• _Tarea asignada 1_
¿Qué líneas de las entradas contienen la palabra "canopy"? Reúnelas todas.

• _Texto proporcionado_

La batalla de Madrid y el comienzo del franquismo
La batalla de Madrid y el comienzo del franquismo 
José Luis Ibáñez Salas

 

Estallada la guerra tras el fracaso de lo que pretendía la conspiración, apoderarse del aparato del Estado, las operaciones militares atravesarían por las tres fases canónicas que casi todos los investigadores suelen convenir: asalto de los sublevados sin éxito a Madrid, campaña del Norte y la fase decisiva que tiene a la batalla del Ebro como combate señero y la debacle republicana como colofón.

La primera de esas etapas daría comienzo a principios de agosto de 1936, con el decisivo paso del estrecho de Gibraltar de las tropas del Ejército radicado en el protectorado marroquí y mandadas por Franco. Se puede decir que esta primigenia fase del conflicto en su vertiente militar estuvo protagonizada por la dedicación extrema de los rebeldes a obtener el centro neurálgico del Estado, la capital, la ciudad de Madrid. El asedio de Madrid a cargo de los insurrectos, la llamada batalla de Madrid, se pretendió llevar a término con un ataque por el norte y otro por el sur, acabados finalmente ambos en fracaso. Por los pelos.


La batalla de Madrid tuvo un mes muy especial, el de noviembre de 1936, y si bien duró hasta el final de la guerra, hasta abril de 1939, es en aquel mes del 36 cuando se produjeron las principales acciones de ataque y defensa de uno y otro bando.

Pero, no obstante, debemos antes decir que los sublevados del norte y los del sur habían logrado enlazar ya en el mes de agosto. Y lo habían hecho a lo largo de la frontera con Portugal, luego del avance sobre Andalucía y la provincia extremeña de Badajoz de las tropas de Franco, las fuerzas de África, que contaban ya con las primeras ayudas alemanas e italianas. Por su parte, el ejército de Mola ocupaba la ciudad guipuzcoana de Irún a principios de septiembre y cortaba así la otra frontera, la francesa.

Y no nos olvidemos de la creación de uno de los mitos por excelencia de la Guerra Civil vista desde el lado alzado, el de la resistencia del Alcázar. El propio Franco decidió renunciar al avance hacia Madrid y desviarse hacia la ciudad de Toledo para liberar del asedio que venían sufriendo desde el 22 de julio los hombres (y las familias atraídas por ellos, algunas en calidad de rehenes) del coronel José Moscardó, refugiados en el emblemático edificio de la Academia de Infantería, donde había estudiado el cadete Francisco Franco hacía algunas décadas. La fecha del 28 de septiembre de 1936, cuando se produjo la salida de los resguardados defensores y de los secuestrados por ellos, ingresará por derecho propio en el almanaque heroico tan caro al franquismo.

• _Entradas extraídas_
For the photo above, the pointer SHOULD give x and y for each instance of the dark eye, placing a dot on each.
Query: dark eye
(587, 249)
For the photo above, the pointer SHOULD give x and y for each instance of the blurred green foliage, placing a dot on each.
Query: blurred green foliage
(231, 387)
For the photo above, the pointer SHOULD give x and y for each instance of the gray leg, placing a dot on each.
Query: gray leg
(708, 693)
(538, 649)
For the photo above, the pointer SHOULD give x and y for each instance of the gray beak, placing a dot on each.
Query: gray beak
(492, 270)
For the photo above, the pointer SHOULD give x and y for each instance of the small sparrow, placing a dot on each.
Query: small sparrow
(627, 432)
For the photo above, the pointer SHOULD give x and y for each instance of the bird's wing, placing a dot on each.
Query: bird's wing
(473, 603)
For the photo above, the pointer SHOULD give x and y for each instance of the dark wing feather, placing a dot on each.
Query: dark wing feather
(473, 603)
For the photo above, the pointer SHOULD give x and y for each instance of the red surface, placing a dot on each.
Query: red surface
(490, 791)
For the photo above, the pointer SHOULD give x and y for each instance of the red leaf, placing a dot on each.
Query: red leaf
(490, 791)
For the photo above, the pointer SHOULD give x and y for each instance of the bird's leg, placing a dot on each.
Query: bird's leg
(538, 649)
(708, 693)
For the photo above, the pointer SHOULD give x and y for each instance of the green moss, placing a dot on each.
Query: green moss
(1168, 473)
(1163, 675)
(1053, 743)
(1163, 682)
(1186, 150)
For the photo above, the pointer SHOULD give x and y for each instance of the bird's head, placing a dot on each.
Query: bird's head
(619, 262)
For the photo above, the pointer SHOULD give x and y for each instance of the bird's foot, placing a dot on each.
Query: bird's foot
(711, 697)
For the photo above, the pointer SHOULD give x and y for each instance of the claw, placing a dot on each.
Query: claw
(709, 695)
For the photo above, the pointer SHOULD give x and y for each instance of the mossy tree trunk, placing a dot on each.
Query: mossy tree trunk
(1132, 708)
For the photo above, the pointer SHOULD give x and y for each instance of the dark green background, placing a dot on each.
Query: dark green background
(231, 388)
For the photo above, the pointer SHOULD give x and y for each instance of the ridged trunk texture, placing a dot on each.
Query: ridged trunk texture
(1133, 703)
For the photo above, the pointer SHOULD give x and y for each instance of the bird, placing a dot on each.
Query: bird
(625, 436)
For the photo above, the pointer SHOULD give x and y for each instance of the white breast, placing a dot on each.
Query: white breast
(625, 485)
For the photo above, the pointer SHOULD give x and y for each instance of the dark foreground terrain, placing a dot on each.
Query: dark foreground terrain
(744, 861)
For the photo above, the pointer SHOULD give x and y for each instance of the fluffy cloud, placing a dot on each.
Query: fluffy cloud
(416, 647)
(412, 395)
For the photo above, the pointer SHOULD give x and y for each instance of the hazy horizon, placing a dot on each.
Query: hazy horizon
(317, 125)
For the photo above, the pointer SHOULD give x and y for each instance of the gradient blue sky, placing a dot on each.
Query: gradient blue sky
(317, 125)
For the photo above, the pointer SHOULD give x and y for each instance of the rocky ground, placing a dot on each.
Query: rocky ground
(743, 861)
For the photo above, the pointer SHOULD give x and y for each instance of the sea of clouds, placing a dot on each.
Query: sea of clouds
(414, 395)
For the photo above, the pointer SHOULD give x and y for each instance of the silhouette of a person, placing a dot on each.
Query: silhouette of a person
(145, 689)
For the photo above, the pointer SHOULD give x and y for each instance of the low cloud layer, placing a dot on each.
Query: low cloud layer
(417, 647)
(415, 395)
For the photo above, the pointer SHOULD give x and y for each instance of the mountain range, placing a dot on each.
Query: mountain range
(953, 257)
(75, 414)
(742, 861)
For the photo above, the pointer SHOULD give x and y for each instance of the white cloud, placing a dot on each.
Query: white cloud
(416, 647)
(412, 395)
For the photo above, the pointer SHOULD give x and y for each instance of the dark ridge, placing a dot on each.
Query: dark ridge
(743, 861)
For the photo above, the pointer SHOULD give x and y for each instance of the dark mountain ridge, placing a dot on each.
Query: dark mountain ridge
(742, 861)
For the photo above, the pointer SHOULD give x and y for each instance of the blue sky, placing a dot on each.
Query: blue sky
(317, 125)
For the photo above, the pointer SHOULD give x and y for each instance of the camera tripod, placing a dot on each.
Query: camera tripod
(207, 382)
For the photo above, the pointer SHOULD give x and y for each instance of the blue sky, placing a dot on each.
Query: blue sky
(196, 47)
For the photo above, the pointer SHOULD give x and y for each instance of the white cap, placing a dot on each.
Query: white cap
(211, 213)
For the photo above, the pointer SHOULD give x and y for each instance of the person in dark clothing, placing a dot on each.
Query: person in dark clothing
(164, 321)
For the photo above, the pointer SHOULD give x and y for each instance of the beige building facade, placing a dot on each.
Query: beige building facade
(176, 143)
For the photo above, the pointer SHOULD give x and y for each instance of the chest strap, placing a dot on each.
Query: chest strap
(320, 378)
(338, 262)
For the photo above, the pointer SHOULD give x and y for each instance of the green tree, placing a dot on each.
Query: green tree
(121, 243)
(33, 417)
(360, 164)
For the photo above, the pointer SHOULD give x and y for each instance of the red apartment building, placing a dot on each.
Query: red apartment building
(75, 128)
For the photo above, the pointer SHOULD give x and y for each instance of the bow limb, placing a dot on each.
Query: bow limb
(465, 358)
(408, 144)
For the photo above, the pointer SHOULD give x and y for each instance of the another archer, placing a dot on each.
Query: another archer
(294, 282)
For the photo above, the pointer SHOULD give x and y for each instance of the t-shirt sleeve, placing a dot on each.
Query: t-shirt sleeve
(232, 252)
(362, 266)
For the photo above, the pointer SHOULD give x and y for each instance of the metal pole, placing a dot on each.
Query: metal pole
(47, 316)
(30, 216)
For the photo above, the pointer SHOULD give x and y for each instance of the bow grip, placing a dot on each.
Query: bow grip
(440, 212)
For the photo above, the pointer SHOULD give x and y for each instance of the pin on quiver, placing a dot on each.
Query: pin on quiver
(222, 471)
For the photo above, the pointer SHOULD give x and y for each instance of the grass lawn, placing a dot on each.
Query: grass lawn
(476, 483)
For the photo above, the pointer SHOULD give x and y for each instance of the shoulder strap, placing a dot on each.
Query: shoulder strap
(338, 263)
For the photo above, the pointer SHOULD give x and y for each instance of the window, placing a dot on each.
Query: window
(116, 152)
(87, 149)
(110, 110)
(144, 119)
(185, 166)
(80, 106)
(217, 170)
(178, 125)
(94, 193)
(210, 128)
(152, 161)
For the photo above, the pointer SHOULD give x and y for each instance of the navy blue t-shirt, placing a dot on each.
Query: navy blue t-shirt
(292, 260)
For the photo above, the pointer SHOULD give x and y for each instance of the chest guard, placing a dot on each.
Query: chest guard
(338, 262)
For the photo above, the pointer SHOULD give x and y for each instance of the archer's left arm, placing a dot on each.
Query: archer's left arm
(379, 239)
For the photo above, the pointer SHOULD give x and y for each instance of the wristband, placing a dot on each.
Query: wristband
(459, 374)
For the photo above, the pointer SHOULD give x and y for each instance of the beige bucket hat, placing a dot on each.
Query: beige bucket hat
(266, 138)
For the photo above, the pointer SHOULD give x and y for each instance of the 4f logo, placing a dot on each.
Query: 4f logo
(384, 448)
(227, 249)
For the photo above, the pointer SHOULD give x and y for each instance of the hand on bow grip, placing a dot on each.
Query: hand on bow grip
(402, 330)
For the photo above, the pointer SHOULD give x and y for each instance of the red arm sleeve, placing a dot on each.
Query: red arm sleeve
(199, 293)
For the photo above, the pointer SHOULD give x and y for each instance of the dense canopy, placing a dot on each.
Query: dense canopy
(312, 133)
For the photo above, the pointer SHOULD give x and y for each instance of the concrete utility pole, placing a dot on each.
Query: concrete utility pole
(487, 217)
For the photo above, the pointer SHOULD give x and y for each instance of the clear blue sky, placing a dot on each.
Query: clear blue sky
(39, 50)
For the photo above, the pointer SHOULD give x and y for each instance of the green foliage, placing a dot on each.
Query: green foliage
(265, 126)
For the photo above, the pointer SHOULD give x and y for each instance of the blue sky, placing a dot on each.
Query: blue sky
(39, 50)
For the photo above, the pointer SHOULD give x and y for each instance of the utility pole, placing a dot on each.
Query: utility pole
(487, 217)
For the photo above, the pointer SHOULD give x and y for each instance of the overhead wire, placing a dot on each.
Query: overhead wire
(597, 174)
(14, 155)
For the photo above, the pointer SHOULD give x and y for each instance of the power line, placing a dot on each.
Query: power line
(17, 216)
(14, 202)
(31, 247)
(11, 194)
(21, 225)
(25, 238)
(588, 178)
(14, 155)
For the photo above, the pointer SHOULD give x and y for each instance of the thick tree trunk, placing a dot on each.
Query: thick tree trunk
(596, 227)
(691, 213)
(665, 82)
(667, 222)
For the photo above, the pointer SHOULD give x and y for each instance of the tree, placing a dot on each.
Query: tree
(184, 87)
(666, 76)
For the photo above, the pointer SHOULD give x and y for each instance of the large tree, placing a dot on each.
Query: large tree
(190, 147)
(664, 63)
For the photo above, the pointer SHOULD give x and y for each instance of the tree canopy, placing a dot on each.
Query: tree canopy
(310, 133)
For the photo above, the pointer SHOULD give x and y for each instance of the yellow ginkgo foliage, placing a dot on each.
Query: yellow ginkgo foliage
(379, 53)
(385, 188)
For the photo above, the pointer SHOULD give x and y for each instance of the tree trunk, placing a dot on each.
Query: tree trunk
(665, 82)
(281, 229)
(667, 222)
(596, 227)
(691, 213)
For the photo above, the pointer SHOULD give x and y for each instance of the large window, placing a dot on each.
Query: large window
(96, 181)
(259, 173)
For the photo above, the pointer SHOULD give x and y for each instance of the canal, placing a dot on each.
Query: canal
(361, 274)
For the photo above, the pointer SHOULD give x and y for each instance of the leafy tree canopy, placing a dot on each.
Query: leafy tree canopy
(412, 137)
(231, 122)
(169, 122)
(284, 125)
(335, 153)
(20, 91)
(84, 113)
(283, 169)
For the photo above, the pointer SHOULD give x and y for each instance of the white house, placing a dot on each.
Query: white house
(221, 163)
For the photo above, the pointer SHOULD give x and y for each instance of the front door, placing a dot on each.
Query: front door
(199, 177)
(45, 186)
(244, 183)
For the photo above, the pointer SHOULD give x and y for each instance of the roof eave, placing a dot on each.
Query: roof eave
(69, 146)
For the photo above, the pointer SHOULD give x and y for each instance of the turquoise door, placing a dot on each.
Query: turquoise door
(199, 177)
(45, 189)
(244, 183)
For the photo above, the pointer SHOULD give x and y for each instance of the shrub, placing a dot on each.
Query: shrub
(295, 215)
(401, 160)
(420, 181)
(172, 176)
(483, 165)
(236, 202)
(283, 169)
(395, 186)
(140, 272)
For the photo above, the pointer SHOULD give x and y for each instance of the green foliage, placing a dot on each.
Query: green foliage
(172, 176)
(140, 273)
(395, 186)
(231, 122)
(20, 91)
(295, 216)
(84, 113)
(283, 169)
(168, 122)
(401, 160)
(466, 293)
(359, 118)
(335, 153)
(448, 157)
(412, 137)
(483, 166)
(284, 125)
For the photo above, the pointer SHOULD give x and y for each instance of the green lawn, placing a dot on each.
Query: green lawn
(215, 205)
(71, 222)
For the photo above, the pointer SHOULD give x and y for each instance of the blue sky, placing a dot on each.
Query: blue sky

• _Tarea asignada 2_
¿Coinciden con el texto sobre la batalla de Madrid las afirmaciones siguientes? Responde sí o no a cada una y cita las palabras exactas del texto que lo deciden.
(a) Los sublevados del norte y los del sur enlazaron en agosto a lo largo de la frontera con Portugal.
(b) El ejército de Mola ocupó Irún a finales de septiembre.
(c) El asedio a los hombres refugiados en el Alcázar comenzó el 28 de septiembre de 1936.

• _Respuesta esperada 1_
For the photo above, the pointer SHOULD give x and y for each instance of the dense canopy, placing a dot on each.
Query: dense canopy
For the photo above, the pointer SHOULD give x and y for each instance of the tree canopy, placing a dot on each.
Query: tree canopy
For the photo above, the pointer SHOULD give x and y for each instance of the leafy tree canopy, placing a dot on each.
Query: leafy tree canopy

• _Respuesta esperada 2_
(a) Sí: "habían logrado enlazar ya en el mes de agosto. Y lo habían hecho a lo largo de la frontera con Portugal"
(b) No: "ocupaba la ciudad guipuzcoana de Irún a principios de septiembre"
(c) No: "venían sufriendo desde el 22 de julio"